__TASK INSTRUCTIONS__:
Continue the biography of Matsudaira Nobunori from its final sentence.

Viscount Matsudaira Nobunori (松平 喜徳) was a Japanese samurai of the Bakumatsu period and the 10th (and final) daimyō of Aizu Domain.

==Biography==
Nobunori was the 19th son of Tokugawa Nariaki of Mito Domain. He was initially named Akinori (昭則), but received a kanji from his older brother, Shogun Tokugawa Yoshinobu to become "Nobunori". He was adopted by Matsudaira Katamori in March 1867 as successor to Aizu Domain and received the courtesy title of Wakasa-no-kami and Jijū, and Court rank was Junior Fourth Rank, Lower Grade. In February 1868, Katamori officially retired making Nobunori daimyō. Following the defeat of Aizu forces at the Battle of Aizu in the Boshin War, the new Meiji government ordered Katamori and Nobunori to Tokyo, where in January 1869 they were stripped of their titles and offices and were placed under "permanent" house arrest. In November 1869, the chieftainship of the Aizu-Matsudaira clan was transferred to Katamori's infant son, Kataharu Matsudaira. In March 1870, Katamori and Nobunori were ordered to accompany the Aizu samurai to their new home of Tanami Domain in far northern Aomori Prefecture. They returned in August 1870 to Tokyo.

[Point localization data]
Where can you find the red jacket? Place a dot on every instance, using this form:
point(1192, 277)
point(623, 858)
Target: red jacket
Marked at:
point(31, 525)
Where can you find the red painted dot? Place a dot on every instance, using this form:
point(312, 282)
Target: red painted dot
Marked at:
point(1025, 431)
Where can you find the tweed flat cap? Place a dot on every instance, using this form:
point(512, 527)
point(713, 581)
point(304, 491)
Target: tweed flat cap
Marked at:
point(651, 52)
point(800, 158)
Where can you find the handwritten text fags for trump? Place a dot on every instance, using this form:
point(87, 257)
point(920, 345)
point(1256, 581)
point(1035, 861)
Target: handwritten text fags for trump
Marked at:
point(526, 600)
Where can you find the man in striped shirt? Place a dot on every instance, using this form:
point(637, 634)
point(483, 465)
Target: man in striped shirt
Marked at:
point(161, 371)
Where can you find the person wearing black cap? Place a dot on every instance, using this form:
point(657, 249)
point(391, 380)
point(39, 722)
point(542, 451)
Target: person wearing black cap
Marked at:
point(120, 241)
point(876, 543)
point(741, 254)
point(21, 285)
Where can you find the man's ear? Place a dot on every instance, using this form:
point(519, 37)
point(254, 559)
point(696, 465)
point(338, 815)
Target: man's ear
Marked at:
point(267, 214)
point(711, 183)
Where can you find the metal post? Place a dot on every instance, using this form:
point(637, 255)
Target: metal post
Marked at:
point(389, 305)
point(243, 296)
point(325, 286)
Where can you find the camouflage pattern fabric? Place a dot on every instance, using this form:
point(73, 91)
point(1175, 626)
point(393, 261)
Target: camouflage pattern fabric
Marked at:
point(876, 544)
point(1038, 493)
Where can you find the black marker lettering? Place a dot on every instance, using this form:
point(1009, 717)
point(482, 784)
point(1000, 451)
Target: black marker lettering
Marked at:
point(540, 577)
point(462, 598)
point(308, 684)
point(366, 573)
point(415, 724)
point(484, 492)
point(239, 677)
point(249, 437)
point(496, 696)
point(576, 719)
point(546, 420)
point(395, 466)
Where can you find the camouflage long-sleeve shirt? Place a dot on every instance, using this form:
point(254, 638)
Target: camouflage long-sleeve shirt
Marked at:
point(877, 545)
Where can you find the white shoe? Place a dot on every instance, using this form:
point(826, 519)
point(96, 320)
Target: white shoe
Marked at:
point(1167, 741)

__ANSWER TO THE PROBLEM__:
In August 1873, Matsudaira Moriyuki, the 22nd son of Tokugawa Nariaki, former daimyō of Moriyama Domain and imperial governor of Matsukawa, died. Nobuyuki dissolved his adoption tie to Katamori, which allowed him to posthumously be adopted by Moriyuki, becoming the 9th chieftain of the Moriyama-Matsudaira clan. On October 12, 1876, he departed Yokohama for France, where he studied until June 1879. On July 8, 1884, he was ennobled with the title of viscount (shishaku) under the new kazoku peerage system. He died on June 3, 1891, without heir. His title was inherited by Matsudaira Yorihira (1858-1929), the third son of Matsudaira Yoritaka, formerly of Shishido Domain. His grave is at the Yanaka Cemetery in Tokyo.